Top of Given passage

![]() |
EMBOSS: Project Meeting (Mon 25th Jul 11) |
Minutes of the meeting of 11th July 2011 are here.
Peter will update the web sites and announce to the Advisory Board, and to the emboss-dev list, once library documentation pages have been cleaned up.
In running mEMBOSS QA tests about 50 tests failed. Most were due to test databases such as tdas not defined in the test environment.
SoapLab is running smoothly at the London Data Centres. A monitor service needed some tidying up. It runs via LSF and so takes time to return a result. The cluster load balancers need a faster response time so Mahmut is working on a "health check" servlet to test the availability of a node, and looking into Log4J.
Reading data could use the concept of screen resolution to limit the amount of data loaded into memory, with detail at the sequence level only needed for a short region of the reference. Reference sequences need start and end positions defined before the input is read, which may require a new ACD input type.

Bottom of Given passage

Problem details
Rewrite the EMBOSS meeting notes between "In running mEMBOSS" and "looking into Log4J.", inclusive, changing "servlet" to "service".

Top of Supplied information

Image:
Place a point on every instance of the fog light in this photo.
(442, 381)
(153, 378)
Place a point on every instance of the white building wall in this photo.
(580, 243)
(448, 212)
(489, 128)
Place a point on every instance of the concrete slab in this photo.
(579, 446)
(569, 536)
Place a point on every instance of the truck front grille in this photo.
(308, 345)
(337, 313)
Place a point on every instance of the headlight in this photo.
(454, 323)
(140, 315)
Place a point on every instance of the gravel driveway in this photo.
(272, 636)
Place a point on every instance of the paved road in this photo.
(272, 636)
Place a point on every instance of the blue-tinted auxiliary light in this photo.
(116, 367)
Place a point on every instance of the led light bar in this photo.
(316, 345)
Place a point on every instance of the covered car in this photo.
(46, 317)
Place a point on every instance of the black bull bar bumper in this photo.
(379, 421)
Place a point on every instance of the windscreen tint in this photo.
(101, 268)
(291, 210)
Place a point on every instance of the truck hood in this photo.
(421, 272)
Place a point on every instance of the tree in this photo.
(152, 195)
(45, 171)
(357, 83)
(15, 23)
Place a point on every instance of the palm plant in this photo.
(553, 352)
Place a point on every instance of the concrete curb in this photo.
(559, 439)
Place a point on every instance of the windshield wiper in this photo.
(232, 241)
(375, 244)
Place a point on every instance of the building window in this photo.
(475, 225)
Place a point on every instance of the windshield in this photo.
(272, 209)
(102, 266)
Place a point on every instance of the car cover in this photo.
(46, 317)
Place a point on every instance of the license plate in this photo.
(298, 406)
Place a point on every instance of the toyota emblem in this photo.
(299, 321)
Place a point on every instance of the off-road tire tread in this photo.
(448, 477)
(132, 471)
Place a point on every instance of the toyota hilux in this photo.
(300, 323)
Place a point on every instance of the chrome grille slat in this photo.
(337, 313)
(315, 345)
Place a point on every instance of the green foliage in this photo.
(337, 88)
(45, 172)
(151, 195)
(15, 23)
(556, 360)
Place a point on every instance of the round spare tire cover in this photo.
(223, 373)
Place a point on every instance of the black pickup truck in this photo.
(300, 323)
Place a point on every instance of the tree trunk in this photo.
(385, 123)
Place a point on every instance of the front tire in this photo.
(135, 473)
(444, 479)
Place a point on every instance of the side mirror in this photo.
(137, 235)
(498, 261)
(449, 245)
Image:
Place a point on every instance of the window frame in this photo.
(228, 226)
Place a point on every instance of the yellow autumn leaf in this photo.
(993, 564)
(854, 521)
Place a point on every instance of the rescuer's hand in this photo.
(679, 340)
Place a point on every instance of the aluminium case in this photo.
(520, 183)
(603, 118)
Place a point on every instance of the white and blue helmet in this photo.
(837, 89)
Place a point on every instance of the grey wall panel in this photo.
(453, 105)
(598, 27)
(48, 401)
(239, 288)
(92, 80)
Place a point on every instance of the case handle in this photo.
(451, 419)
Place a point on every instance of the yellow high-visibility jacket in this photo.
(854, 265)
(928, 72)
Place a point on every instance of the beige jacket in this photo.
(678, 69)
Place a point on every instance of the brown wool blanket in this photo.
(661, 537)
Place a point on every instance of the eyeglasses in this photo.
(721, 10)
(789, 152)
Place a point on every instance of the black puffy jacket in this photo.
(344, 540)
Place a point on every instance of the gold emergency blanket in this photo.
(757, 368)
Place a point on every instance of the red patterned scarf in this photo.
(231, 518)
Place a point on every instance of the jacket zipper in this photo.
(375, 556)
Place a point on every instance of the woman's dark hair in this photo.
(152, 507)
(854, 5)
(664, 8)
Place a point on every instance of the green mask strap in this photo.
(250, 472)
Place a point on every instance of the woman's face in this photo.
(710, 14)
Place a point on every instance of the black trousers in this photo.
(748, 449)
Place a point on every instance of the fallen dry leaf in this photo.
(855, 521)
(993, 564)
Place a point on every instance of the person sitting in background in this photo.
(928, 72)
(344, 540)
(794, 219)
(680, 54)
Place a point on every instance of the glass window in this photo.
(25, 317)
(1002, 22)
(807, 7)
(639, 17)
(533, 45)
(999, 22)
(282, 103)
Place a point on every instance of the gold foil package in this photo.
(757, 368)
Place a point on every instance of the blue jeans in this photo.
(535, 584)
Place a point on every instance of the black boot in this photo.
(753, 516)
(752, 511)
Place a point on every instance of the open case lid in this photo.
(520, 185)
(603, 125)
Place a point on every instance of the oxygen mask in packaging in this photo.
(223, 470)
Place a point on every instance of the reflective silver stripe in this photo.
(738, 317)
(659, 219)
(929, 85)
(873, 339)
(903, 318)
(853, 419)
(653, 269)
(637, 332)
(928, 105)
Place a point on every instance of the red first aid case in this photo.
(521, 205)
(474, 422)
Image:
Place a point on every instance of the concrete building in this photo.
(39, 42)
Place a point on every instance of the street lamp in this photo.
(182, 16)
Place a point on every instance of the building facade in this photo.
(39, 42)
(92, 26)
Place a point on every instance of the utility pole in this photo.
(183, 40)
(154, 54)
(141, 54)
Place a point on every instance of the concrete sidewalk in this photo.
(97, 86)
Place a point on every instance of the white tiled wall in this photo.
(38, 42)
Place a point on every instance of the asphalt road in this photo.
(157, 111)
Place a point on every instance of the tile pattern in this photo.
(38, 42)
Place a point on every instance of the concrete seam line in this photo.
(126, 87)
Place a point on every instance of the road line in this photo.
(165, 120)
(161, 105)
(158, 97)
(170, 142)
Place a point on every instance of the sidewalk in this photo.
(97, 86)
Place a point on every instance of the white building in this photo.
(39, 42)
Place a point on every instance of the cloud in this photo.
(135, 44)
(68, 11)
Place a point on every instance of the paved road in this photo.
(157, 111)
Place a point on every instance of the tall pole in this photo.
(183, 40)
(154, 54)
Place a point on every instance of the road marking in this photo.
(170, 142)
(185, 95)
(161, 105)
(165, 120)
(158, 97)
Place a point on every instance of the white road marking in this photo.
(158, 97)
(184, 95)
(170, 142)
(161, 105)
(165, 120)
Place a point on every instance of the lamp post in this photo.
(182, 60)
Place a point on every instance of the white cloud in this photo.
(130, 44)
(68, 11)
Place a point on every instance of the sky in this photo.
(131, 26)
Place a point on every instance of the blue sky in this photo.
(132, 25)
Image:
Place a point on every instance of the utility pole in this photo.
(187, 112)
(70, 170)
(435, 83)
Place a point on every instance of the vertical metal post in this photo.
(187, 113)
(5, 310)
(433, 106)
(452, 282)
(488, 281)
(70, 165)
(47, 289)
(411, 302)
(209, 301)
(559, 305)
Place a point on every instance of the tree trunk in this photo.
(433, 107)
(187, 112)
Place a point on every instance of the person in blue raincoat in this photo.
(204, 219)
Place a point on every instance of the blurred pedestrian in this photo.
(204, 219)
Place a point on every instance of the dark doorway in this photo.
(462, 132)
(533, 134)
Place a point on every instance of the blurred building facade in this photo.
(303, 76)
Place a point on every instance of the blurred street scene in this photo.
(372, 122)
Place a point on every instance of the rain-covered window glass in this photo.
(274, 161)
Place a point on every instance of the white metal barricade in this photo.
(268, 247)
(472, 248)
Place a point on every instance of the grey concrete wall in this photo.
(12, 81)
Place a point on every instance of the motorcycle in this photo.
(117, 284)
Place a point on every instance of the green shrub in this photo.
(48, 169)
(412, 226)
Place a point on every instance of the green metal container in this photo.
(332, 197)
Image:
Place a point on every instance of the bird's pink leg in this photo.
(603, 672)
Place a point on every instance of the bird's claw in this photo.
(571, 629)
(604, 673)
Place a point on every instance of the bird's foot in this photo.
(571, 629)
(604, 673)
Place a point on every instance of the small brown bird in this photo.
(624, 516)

Bottom of Supplied information

Response box
In running mEMBOSS QA tests about 50 tests failed. Most were due to test databases such as tdas not defined in the test environment.
SoapLab is running smoothly at the London Data Centres. A monitor service needed some tidying up. It runs via LSF and so takes time to return a result. The cluster load balancers need a faster response time so Mahmut is working on a "health check" service to test the availability of a node, and looking into Log4J.